_Task directions_
Copy the records below verbatim, starting with the line that contains "Please indicate the headphone" and ending with the last line of the records.
---+---
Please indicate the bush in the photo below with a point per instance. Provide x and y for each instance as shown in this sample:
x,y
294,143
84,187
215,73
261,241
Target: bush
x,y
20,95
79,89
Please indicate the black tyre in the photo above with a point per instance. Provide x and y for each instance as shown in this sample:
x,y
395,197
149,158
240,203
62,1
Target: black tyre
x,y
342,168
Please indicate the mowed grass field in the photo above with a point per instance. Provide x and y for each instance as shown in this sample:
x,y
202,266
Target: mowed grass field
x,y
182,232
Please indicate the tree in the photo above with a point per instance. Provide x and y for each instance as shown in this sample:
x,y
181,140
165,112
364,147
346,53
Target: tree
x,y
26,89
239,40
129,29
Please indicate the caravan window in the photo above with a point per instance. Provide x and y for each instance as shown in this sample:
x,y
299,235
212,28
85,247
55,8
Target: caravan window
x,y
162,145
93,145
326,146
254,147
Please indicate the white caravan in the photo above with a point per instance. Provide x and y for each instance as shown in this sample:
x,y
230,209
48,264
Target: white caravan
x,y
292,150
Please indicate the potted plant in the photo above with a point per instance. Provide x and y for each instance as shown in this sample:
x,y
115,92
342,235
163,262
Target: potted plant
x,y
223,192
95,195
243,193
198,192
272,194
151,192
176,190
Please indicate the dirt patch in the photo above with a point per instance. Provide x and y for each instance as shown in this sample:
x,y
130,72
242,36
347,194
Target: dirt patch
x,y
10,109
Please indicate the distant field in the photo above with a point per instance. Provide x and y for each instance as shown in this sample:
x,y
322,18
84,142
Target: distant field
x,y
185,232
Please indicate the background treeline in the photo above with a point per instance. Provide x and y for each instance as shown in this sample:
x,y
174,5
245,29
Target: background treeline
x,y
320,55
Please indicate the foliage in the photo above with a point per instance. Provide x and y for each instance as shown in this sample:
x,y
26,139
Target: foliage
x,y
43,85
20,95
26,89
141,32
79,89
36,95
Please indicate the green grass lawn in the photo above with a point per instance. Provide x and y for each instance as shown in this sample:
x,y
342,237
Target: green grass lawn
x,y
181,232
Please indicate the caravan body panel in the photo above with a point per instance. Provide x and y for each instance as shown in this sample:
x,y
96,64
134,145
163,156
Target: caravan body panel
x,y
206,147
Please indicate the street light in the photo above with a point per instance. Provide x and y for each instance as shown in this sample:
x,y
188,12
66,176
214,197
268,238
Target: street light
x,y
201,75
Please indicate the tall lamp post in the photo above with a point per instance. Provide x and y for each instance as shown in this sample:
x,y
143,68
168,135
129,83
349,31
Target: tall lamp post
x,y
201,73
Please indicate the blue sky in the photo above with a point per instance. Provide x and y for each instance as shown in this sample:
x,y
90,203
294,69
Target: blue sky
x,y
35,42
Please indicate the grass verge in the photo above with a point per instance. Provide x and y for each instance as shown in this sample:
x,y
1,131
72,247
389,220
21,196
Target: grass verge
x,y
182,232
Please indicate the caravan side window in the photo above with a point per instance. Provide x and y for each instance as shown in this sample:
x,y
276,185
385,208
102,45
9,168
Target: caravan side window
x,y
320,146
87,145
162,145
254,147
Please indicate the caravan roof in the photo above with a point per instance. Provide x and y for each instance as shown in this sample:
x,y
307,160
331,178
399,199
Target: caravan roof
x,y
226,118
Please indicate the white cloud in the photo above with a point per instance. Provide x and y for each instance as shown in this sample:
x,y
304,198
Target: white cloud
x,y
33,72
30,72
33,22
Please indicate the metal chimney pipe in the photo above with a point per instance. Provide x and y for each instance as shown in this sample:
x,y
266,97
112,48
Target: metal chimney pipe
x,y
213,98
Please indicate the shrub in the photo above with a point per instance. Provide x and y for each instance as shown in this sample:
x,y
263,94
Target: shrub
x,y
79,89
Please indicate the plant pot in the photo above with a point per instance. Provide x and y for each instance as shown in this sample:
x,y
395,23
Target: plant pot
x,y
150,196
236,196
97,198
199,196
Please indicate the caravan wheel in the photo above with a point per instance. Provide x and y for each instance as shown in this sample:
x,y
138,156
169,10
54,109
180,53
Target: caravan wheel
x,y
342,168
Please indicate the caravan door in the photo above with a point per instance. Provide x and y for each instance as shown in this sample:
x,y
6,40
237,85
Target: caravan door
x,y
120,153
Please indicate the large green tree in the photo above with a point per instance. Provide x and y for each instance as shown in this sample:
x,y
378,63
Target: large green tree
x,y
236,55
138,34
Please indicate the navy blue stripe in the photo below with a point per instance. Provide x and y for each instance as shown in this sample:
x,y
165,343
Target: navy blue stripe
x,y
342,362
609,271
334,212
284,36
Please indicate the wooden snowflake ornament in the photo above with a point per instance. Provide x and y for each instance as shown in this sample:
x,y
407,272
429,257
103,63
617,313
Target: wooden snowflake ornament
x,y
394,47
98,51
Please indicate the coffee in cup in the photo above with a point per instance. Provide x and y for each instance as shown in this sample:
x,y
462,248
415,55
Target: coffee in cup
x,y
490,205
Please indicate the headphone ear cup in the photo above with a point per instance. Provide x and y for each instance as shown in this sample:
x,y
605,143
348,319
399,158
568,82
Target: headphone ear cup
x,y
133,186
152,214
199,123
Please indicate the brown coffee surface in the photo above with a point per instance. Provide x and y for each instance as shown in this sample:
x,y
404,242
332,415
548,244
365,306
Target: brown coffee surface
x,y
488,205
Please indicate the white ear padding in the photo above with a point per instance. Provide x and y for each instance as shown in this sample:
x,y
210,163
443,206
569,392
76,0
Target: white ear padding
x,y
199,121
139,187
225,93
---+---
_Answer to this task_
Please indicate the headphone ear cup in the photo above with a point per instance. Provide x and y for each instance as shown in this sample:
x,y
605,143
348,319
399,158
568,82
Target: headphone ear cup
x,y
133,186
152,214
199,123
Please indicate the brown coffee surface in the photo above with a point per instance. Provide x and y for each instance as shown in this sample:
x,y
404,242
332,415
548,244
365,306
Target: brown coffee surface
x,y
488,205
Please indicate the white ear padding in the photo above with a point per instance. Provide x and y for each instance as shown in this sample:
x,y
210,163
443,206
569,392
76,0
Target: white ear padding
x,y
199,121
139,187
225,93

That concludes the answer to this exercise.